= PASSAGE PRÉSENTÉ =
C'est avec cet étonnant huis-clos, dont notre ami Arca avait jadis vanté les mérites, que Peter Collinson fit ses débuts au cinéma en 1967.
Plus de cinquante après, La nuit des alligators n'a rien perdu de sa méchanceté, de son humour noir et de son aptitude à transmettre au spectateur une impression de malaise. Nous suivons un couple plongé dans un cauchemar absurde.
La mise en scène est à la fois esthétiquement raffinée – les cadres sont soigneusement composés – et percutante. Mais l'ensemble est intelligemment fait, avec une certaine économie de moyen: seul un couteau est montré. Qui peut trancher à tout instant…Les acteurs sont bien dirigés et le fait de choisir des inconnus est judicieux. Le spectateur n'a personne à qui se rattacher pendant plus de 90 minutes. Martine Beswick, est célèbre auprès des amateurs de la Hammer et de James Bond, mais elle intervient à la fin et est de plus déguisée. Les acteurs resteront méconnus après la sortie du film, hormis la belle Suzy Kendall, future star du giallo et notamment de L'oiseau au plumage de cristal.

= CONSIGNES =
A. Condensez sous forme de liste le paragraphe du passage qui commence par « La mise en scène est à la fois », en gardant ses faits principaux.
B. Mettez à jour la liste depuis son début jusqu'à la ligne contenant « M366 172L357 176L357 », ces deux bornes comprises, en remplaçant « trace » par « outline » sans rien modifier d'autre. Laissez les images hors de votre réponse.
Le passage et la liste n'ont aucun rapport entre eux.

= LISTE =

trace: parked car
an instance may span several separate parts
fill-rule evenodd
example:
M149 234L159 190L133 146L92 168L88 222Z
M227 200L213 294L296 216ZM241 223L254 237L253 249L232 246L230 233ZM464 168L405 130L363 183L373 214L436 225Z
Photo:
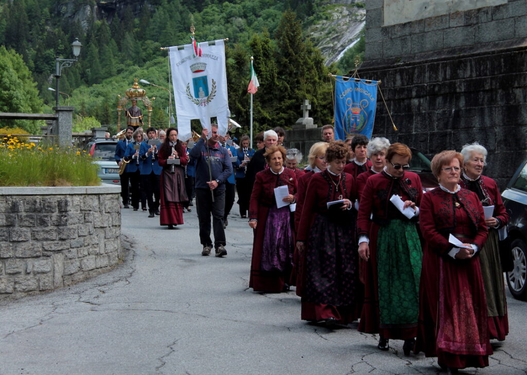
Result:
M520 166L501 194L511 218L508 229L514 268L507 272L511 293L527 301L527 160Z
M114 158L116 144L116 141L95 140L90 141L84 148L96 159L93 162L99 166L98 175L104 183L121 184L119 167Z

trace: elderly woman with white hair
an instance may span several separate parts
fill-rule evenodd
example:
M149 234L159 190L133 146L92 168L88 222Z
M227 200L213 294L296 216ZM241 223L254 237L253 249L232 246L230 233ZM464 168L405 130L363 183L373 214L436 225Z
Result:
M461 154L464 160L461 187L475 193L484 207L494 206L492 215L485 214L489 236L480 252L480 263L487 300L489 335L491 339L503 341L509 333L509 320L497 231L509 222L509 214L496 182L482 174L486 165L486 149L474 142L463 146Z
M286 167L292 170L297 180L304 174L304 171L297 165L302 160L302 153L298 149L289 149L286 152Z
M366 172L357 176L357 199L360 201L366 181L368 177L383 171L386 165L386 151L390 146L390 141L383 137L374 138L368 143L366 156L372 162L372 166Z

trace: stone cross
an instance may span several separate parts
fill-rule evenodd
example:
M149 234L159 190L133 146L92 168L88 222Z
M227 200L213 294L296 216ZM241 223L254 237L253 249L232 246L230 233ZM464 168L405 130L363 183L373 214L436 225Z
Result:
M307 99L304 101L304 104L300 106L300 108L304 112L304 118L308 119L309 117L309 110L311 109L309 101Z

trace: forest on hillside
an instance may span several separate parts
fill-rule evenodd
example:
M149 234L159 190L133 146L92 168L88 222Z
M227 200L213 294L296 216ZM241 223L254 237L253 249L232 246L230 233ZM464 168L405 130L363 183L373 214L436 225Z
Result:
M95 12L119 3L112 15ZM328 16L333 6L323 0L0 0L0 111L52 112L55 57L72 57L70 44L83 46L78 62L62 71L62 104L75 107L75 130L98 124L115 126L117 95L144 79L165 87L169 82L167 52L160 49L190 42L190 27L198 41L229 38L227 58L229 107L236 121L249 123L249 57L260 83L255 96L256 131L270 126L289 127L300 117L304 99L318 124L333 117L328 74L320 51L304 31ZM355 4L364 6L362 3ZM86 15L83 18L83 14ZM342 59L360 52L357 47ZM362 48L364 48L362 43ZM4 69L2 70L2 67ZM340 66L341 72L350 66ZM13 75L19 79L15 82ZM153 124L168 123L168 93L142 85L155 96ZM16 100L13 100L16 98ZM2 124L37 133L28 121ZM38 125L38 126L37 126Z

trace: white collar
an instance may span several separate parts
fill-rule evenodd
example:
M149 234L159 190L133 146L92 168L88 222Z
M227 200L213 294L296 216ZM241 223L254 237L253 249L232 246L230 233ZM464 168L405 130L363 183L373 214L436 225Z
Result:
M478 176L477 177L476 177L475 179L471 179L470 177L469 177L467 175L466 175L466 174L465 174L465 172L464 172L463 173L463 176L466 179L468 180L469 181L477 181L478 180L480 179L480 177L481 177L481 175L480 174L479 176Z
M450 193L450 194L455 194L456 193L457 193L457 192L458 192L460 190L461 190L461 186L459 185L459 184L458 184L456 186L457 186L456 188L456 190L454 190L454 191L451 191L448 189L446 189L446 188L445 188L445 186L441 185L441 184L439 184L439 187L442 190L443 190L443 191L446 191L447 193Z
M339 174L340 174L340 173L333 173L333 172L331 172L331 170L330 170L330 169L329 169L329 166L328 166L328 167L327 167L327 169L326 169L326 170L327 170L327 171L328 171L328 172L329 173L331 173L331 174L333 174L333 175L334 176L338 176L338 175L339 175Z
M271 167L269 167L269 170L273 174L281 174L282 172L284 172L284 166L282 166L282 169L280 170L280 172L274 172L271 169Z

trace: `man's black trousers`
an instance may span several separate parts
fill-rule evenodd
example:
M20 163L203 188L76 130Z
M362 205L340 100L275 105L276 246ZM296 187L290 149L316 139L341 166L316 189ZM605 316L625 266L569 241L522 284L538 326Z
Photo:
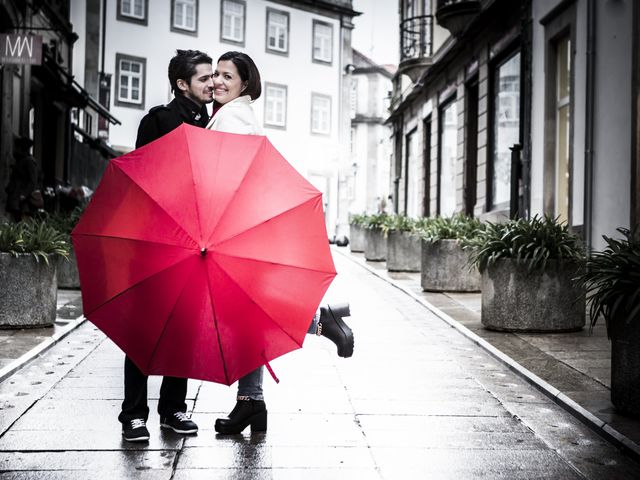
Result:
M118 416L125 423L134 418L149 418L147 405L147 377L129 357L124 359L124 401L122 412ZM175 412L186 412L187 379L163 377L160 387L158 413L160 417L171 416Z

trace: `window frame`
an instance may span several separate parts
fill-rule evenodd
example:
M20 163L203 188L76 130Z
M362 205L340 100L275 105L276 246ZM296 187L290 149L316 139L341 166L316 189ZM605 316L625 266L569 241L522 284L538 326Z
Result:
M224 36L224 6L226 3L242 5L242 39L236 40ZM244 47L247 38L247 2L245 0L221 0L220 2L220 42Z
M277 14L277 15L284 15L287 18L287 28L286 28L286 37L285 37L285 48L284 50L279 50L277 48L273 48L269 46L269 15L271 14ZM266 22L265 22L265 51L267 53L273 53L275 55L282 55L284 57L288 57L289 56L289 35L291 32L291 16L289 15L289 12L285 11L285 10L278 10L276 8L271 8L271 7L267 7L267 13L266 13ZM277 39L276 39L277 40Z
M329 126L327 131L318 131L318 130L314 130L313 128L313 112L314 112L314 105L315 105L315 100L316 99L326 99L329 101L329 114L328 114L328 119L329 119ZM333 109L333 105L332 105L333 99L331 98L331 95L326 95L324 93L316 93L316 92L311 92L311 118L310 118L310 132L312 135L319 135L322 137L330 137L331 136L331 129L332 129L332 121L331 121L331 115L332 115L332 109Z
M200 11L200 0L193 0L193 4L195 7L195 11L194 11L194 27L193 30L190 30L188 28L185 27L180 27L176 25L176 2L178 2L179 0L171 0L171 25L169 26L170 30L172 32L176 32L176 33L182 33L185 35L191 35L191 36L197 36L198 35L198 14ZM184 0L180 0L180 1L184 1Z
M120 62L126 60L130 62L137 62L142 65L142 75L140 81L140 103L121 100L120 99ZM134 57L124 53L116 53L116 85L115 95L113 96L113 104L118 107L136 108L139 110L145 109L145 94L146 94L146 79L147 79L147 59L143 57Z
M329 36L329 60L323 58L316 58L316 27L323 26L329 27L331 34ZM311 28L311 61L321 65L333 65L333 24L329 22L323 22L322 20L313 19L313 26Z
M455 140L455 144L454 144L454 159L453 159L453 165L452 165L452 169L453 169L453 174L454 174L454 183L453 183L453 203L454 203L454 207L453 207L453 212L448 212L448 213L443 213L442 211L442 204L443 204L443 192L442 192L442 172L443 172L443 155L444 155L444 151L443 151L443 146L444 146L444 124L445 124L445 111L449 108L454 108L455 111L453 112L454 115L453 117L455 118L455 136L456 136L456 140ZM447 96L445 99L443 99L440 104L438 105L438 155L437 155L437 159L436 159L436 165L437 165L437 178L436 178L436 215L446 215L449 216L452 213L455 213L457 208L458 208L458 202L457 202L457 189L456 189L456 168L457 168L457 163L458 163L458 130L460 128L459 124L458 124L458 114L459 114L459 108L458 108L458 98L456 97L455 94Z
M131 0L135 2L136 0ZM143 10L144 14L142 17L136 17L135 15L130 15L122 12L122 0L118 0L118 5L116 9L116 19L123 22L135 23L138 25L148 25L149 24L149 0L142 0L144 3Z
M269 88L280 88L282 90L284 90L284 121L282 123L282 125L278 124L278 123L271 123L267 120L267 109L268 109L268 100L269 100ZM279 130L286 130L287 129L287 103L289 100L289 91L286 85L283 85L281 83L271 83L271 82L265 82L264 83L264 119L263 119L263 124L265 127L268 128L276 128Z
M561 11L552 12L553 17L545 17L541 23L544 26L545 40L545 129L544 129L544 164L543 164L543 211L555 217L556 212L556 170L557 170L557 60L558 42L562 39L569 40L569 61L571 70L569 72L569 145L568 145L568 165L569 173L567 196L569 205L567 209L567 225L576 232L581 232L584 225L582 222L574 223L574 131L575 131L575 52L576 52L576 9L575 5L567 5Z
M493 61L489 65L489 93L487 96L487 110L488 110L488 120L487 120L487 176L486 176L486 197L485 197L485 210L487 212L495 212L495 211L509 211L511 206L511 199L506 201L495 203L494 199L494 191L493 191L493 176L495 171L495 159L494 148L495 148L495 116L496 116L496 108L495 108L495 96L496 96L496 73L497 71L513 59L516 55L520 56L520 70L519 70L519 115L518 115L518 143L522 145L522 126L523 126L523 76L522 69L524 66L523 62L523 49L521 48L519 43L515 43L514 45L506 48L500 55L497 55ZM509 160L510 162L510 160ZM511 168L511 163L509 163L509 168ZM509 191L511 186L509 183Z

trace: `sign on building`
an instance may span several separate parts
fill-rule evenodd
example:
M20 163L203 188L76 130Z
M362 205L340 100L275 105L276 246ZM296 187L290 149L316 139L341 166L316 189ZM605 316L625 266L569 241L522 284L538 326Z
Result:
M42 36L0 33L0 63L40 65Z

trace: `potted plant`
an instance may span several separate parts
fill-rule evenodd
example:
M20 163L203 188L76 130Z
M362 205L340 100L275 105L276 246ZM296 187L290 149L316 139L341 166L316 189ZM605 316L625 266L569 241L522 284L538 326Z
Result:
M367 222L365 213L349 216L349 250L364 252L364 224Z
M44 221L0 225L0 327L53 325L56 319L56 262L69 244Z
M464 242L477 235L483 224L458 213L434 217L418 231L422 239L420 285L425 291L477 292L480 273L471 267L470 252Z
M604 237L580 277L586 289L591 328L604 318L611 340L611 401L640 416L640 241L619 228L622 239Z
M80 276L78 275L78 264L76 255L71 244L71 230L76 226L84 208L76 207L68 213L57 213L46 217L46 221L53 228L65 236L65 241L69 245L69 257L57 257L56 276L58 288L80 288Z
M579 239L557 218L487 223L467 242L482 274L482 324L492 330L569 332L585 324Z
M387 237L387 270L420 271L420 238L416 235L419 220L405 215L390 215L382 225Z
M387 239L382 226L389 221L389 215L378 213L367 215L364 223L364 258L373 262L383 262L387 258Z

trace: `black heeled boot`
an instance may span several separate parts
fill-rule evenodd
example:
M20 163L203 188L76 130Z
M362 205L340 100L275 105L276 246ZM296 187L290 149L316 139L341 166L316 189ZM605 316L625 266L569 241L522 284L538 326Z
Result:
M242 432L251 425L252 432L267 431L267 406L264 400L238 398L227 418L216 420L216 432L232 435Z
M327 337L338 347L338 356L350 357L353 355L353 332L342 320L342 317L351 315L348 303L339 303L320 307L320 321L318 322L318 335Z

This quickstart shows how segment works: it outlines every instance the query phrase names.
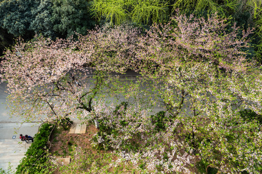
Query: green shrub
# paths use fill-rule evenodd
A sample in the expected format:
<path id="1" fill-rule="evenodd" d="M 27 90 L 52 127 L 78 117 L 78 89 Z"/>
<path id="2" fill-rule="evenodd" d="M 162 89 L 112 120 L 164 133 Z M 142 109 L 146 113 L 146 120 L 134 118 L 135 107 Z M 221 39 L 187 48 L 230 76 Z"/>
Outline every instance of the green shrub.
<path id="1" fill-rule="evenodd" d="M 50 165 L 47 163 L 47 144 L 53 126 L 49 123 L 41 126 L 33 143 L 27 150 L 25 157 L 16 168 L 16 174 L 49 173 Z"/>

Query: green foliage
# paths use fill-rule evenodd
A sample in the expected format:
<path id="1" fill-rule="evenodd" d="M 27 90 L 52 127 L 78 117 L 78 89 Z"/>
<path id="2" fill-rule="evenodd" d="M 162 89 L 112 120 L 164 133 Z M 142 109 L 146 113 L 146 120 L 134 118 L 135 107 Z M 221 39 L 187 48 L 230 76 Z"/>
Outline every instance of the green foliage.
<path id="1" fill-rule="evenodd" d="M 32 9 L 41 0 L 4 0 L 0 2 L 0 24 L 9 33 L 18 36 L 30 33 L 29 26 L 34 19 Z M 32 33 L 31 33 L 32 34 Z"/>
<path id="2" fill-rule="evenodd" d="M 151 116 L 153 124 L 155 125 L 155 129 L 158 131 L 165 129 L 165 121 L 166 118 L 165 114 L 165 111 L 160 111 L 156 113 L 155 115 Z"/>
<path id="3" fill-rule="evenodd" d="M 52 1 L 52 0 L 41 0 L 37 8 L 33 9 L 32 15 L 35 17 L 30 24 L 30 29 L 35 33 L 41 33 L 45 37 L 54 38 L 56 35 L 51 20 L 52 11 L 50 7 Z"/>
<path id="4" fill-rule="evenodd" d="M 256 113 L 250 109 L 245 109 L 239 112 L 240 116 L 247 121 L 254 121 L 262 124 L 262 116 Z"/>
<path id="5" fill-rule="evenodd" d="M 76 31 L 86 34 L 95 22 L 89 13 L 90 3 L 86 0 L 55 0 L 52 7 L 53 29 L 69 37 Z"/>
<path id="6" fill-rule="evenodd" d="M 53 127 L 53 125 L 49 123 L 42 125 L 25 157 L 16 168 L 16 174 L 49 174 L 47 144 Z"/>
<path id="7" fill-rule="evenodd" d="M 196 166 L 196 168 L 200 174 L 216 174 L 218 171 L 216 168 L 209 166 L 209 164 L 203 159 L 201 159 L 200 161 L 197 162 Z"/>
<path id="8" fill-rule="evenodd" d="M 181 12 L 199 14 L 218 13 L 224 17 L 228 16 L 238 6 L 239 0 L 178 0 L 173 4 L 173 11 L 179 8 Z"/>
<path id="9" fill-rule="evenodd" d="M 160 0 L 95 0 L 92 10 L 101 20 L 111 25 L 126 22 L 151 24 L 165 21 L 168 16 L 168 4 Z"/>

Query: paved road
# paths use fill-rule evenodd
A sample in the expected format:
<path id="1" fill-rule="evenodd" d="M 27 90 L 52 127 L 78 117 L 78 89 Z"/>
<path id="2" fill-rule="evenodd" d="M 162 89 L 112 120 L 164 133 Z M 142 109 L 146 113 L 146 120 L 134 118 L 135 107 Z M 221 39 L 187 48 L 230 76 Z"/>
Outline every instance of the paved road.
<path id="1" fill-rule="evenodd" d="M 121 77 L 131 79 L 137 75 L 129 71 Z M 33 136 L 37 133 L 40 125 L 37 122 L 24 123 L 20 117 L 12 117 L 9 115 L 9 109 L 6 108 L 5 103 L 8 96 L 8 94 L 5 92 L 6 85 L 0 84 L 0 168 L 4 170 L 7 170 L 9 162 L 13 166 L 12 169 L 15 170 L 30 145 L 30 144 L 20 141 L 19 135 L 22 133 Z M 161 110 L 159 107 L 156 108 L 154 113 Z M 13 139 L 14 136 L 15 138 Z"/>

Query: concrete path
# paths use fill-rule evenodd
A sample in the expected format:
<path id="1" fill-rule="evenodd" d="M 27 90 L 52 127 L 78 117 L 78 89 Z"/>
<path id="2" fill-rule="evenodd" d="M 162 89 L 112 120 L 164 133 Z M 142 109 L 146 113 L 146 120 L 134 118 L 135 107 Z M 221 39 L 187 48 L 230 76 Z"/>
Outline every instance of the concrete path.
<path id="1" fill-rule="evenodd" d="M 10 162 L 11 169 L 15 171 L 32 144 L 21 141 L 19 134 L 34 136 L 40 125 L 35 123 L 0 123 L 0 168 L 7 171 Z"/>
<path id="2" fill-rule="evenodd" d="M 86 125 L 74 122 L 71 126 L 68 133 L 85 133 Z"/>

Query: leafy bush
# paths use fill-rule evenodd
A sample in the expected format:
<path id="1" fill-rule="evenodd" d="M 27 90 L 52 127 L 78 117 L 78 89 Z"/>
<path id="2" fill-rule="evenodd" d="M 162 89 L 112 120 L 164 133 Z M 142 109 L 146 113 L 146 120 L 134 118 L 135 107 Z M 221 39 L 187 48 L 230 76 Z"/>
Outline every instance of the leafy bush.
<path id="1" fill-rule="evenodd" d="M 49 123 L 42 125 L 33 143 L 27 150 L 25 157 L 16 168 L 16 174 L 49 173 L 49 164 L 47 163 L 47 144 L 53 126 Z"/>

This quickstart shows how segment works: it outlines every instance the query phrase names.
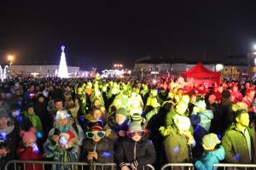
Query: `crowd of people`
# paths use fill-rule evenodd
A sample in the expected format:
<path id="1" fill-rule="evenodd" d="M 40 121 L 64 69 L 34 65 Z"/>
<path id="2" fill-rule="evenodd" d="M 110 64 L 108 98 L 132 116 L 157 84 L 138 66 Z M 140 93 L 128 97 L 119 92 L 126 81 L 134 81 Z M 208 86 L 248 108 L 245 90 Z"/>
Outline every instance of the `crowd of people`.
<path id="1" fill-rule="evenodd" d="M 255 85 L 245 81 L 9 79 L 0 82 L 1 169 L 16 159 L 121 170 L 256 163 L 255 112 Z"/>

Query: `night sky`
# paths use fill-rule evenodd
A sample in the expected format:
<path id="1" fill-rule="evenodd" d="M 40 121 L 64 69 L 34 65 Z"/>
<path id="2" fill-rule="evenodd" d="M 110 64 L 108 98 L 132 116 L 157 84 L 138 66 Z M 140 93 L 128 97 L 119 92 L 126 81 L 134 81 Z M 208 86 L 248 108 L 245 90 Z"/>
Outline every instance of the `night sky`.
<path id="1" fill-rule="evenodd" d="M 199 60 L 245 54 L 256 42 L 256 1 L 1 1 L 0 56 L 15 64 L 89 70 L 137 59 Z"/>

= RÉPONSES =
A.
- Mise en scène à la fois esthétiquement raffinée, avec des cadres soigneusement composés, et percutante.
- Économie de moyens : seul un couteau est montré.
- Acteurs bien dirigés ; le choix d'inconnus est judicieux, car le spectateur n'a personne à qui se rattacher pendant plus de 90 minutes.
- Martine Beswick, célèbre auprès des amateurs de la Hammer et de James Bond, n'intervient qu'à la fin et est déguisée.
- Les acteurs resteront méconnus après la sortie du film, sauf Suzy Kendall, future star du giallo, notamment de L'oiseau au plumage de cristal.

B.
outline: parked car
an instance may span several separate parts
fill-rule evenodd
example:
M149 234L159 190L133 146L92 168L88 222Z
M227 200L213 294L296 216ZM241 223L254 237L253 249L232 246L230 233ZM464 168L405 130L363 183L373 214L436 225Z
Photo:
Result:
M520 166L501 194L511 218L508 229L514 268L507 272L511 293L527 301L527 160Z
M114 158L116 144L116 141L95 140L90 141L84 148L96 159L93 162L99 166L98 175L104 183L121 184L119 167Z

outline: elderly woman with white hair
an instance may span several separate parts
fill-rule evenodd
example:
M149 234L159 190L133 146L92 168L88 222Z
M227 200L213 294L296 216ZM241 223L254 237L253 249L232 246L230 233ZM464 168L405 130L363 183L373 214L436 225Z
Result:
M461 154L464 160L461 187L475 193L484 207L494 206L492 215L485 214L489 236L480 252L480 263L487 300L489 335L491 339L503 341L509 333L509 320L497 231L509 222L509 214L496 182L482 174L486 165L486 149L474 142L463 146Z
M286 167L292 170L297 180L304 174L304 171L297 165L302 160L302 153L298 149L289 149L286 152Z
M366 172L357 176L357 199L360 201L366 181L368 177L383 171L386 165L386 151L390 146L390 141L383 137L374 138L368 143L366 156L372 162L372 166Z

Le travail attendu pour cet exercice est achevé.